Fragmento seleccionado
=====

La guerra de Afganistán, feudo de los integristas que habían cometido los atentados, que podía cabalmente plantearse como de legítima defensa, contó con el apoyo incondicional de la ONU y de la comunidad internacional, que participó de buen grado en la operación Libertad Duradera en octubre del mismo año 2001, que culminó en la rápida caída del régimen de los talibanes, aunque no todavía en la pacificación del país ni en la detención de Bin Laden, aún en libertad. España participó en aquella ardua tarea, que todavía continúa, con plena aquiescencia de la opinión pública.

Pero el imperialismo beligerante de los neocons no se dio por satisfecho y, después de conocidos prolegómenos, Norteamérica, secundada por el Reino Unido, se lanzó también a la invasión de Irak, con el falaz argumento de que el régimen de Sadam Husein poseía un vasto arsenal de armas de destrucción masiva que amenazaba a todo el Cercano Oriente y aun más allá. Todavía no están claros los verdaderos móviles de aquella guerra injustificable, que no contó con el respaldo jurídico ni político de la ONU y dividió gravemente a la comunidad internacional, y particularmente a la Unión Europea. Mientras Francia y Alemania, con gobiernos de signos ideológicos opuestos, rechazaban la guerra, España se sumaba sin reservas a la posición norteamericana, y Aznar incluso aparecía junto a Bush y Blair como uno de sus inspiradores (la foto de las Azores). Entre grandes protestas ciudadanas, nuestro país rompía bruscamente una antigua tradición consensuada de europeísmo -el viejo eje París-Berlín-Madrid- y de cercanía al mundo árabe.

La inesperada derrota del PP en las elecciones españolas del 2004 y la llegada al poder de Zapatero supuso el realineamiento con las viejas posiciones, aunque fue imposible evitar la colisión con los Estados Unidos, que dejó las relaciones bilaterales reducidas a su dimensión meramente técnica. La herida era tan profunda que la reanudación de unas relaciones normales había de fiarse a un cambio presidencial en Norteamérica, algo que por fortuna está a punto de ocurrir: en la actualidad, los neocons han desaparecido, desacreditados, de la escena política, y ni Obama y McCain van a seguir la estela de Bush.

La diplomacia española se resiente aún de aquel extraño viaje, en forma de arrebato pasional, que realizó Aznar a la vera de los Estados Unidos. Esta excentricidad española, cultivada por Washington, ha coincidido además con un debilitamiento de la idea europea, fruto del fracaso del referéndum francés sobre la fallida Constitución, que hubo de ser retirada. En todo caso, estamos a punto de asistir a una rectificación norteamericana que restituye la racionalidad al sistema de equilibrios mundiales. No cabe imaginar que Washington acepte realmente un mundo multipolar en que su ascendiente se debilite, pero sí es posible ahora el escenario de un retorno a una Unión Europea cada vez más cohesionada y capaz de mantener con los Estados Unidos un diálogo creativo, leal y cooperativo.

=====

Tareas
**A)** Indique si cada afirmación concuerda con el fragmento seleccionado, responda sí o no y cite textualmente las palabras que lo deciden: (i) La guerra de Afganistán contó con el apoyo de la ONU. (ii) Francia y Alemania apoyaron la invasión de Irak. (iii) El PP ganó las elecciones españolas de 2004.
**B)** Según el fragmento seleccionado, ¿de qué fue fruto el debilitamiento de la idea europea?

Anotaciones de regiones
=====

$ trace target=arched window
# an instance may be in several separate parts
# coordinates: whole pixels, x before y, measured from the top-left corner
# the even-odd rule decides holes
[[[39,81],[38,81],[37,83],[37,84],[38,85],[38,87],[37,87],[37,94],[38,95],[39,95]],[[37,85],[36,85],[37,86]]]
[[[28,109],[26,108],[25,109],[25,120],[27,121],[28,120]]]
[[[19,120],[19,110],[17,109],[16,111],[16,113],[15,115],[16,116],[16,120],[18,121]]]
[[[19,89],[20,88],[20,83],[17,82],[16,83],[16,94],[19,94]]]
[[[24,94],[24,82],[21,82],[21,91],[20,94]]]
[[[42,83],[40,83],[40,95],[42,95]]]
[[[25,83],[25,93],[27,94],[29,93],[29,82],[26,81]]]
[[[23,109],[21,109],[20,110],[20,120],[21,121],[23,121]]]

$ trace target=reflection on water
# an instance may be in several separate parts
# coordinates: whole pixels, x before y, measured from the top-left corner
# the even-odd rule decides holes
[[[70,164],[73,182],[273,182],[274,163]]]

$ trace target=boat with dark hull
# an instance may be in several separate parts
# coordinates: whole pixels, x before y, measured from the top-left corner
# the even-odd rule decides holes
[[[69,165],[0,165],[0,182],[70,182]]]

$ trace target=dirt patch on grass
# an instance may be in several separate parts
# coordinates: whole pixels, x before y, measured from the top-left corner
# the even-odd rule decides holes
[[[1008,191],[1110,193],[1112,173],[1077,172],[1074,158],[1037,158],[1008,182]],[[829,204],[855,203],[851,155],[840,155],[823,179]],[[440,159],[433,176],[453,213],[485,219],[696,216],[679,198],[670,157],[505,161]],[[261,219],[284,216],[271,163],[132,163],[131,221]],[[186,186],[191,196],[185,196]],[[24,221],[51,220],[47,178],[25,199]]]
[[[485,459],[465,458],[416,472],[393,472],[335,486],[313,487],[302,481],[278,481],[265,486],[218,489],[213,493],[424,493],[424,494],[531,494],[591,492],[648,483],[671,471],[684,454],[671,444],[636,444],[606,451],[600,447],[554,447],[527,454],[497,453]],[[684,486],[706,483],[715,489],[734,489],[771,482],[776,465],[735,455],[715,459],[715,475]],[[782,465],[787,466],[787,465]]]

=====

Respuestas esperadas
**A)**
(i) Sí: «contó con el apoyo incondicional de la ONU y de la comunidad internacional».
(ii) No: «Mientras Francia y Alemania, con gobiernos de signos ideológicos opuestos, rechazaban la guerra».
(iii) No: «La inesperada derrota del PP en las elecciones españolas del 2004».

**B)** Fue fruto del fracaso del referéndum francés sobre la fallida Constitución, que hubo de ser retirada.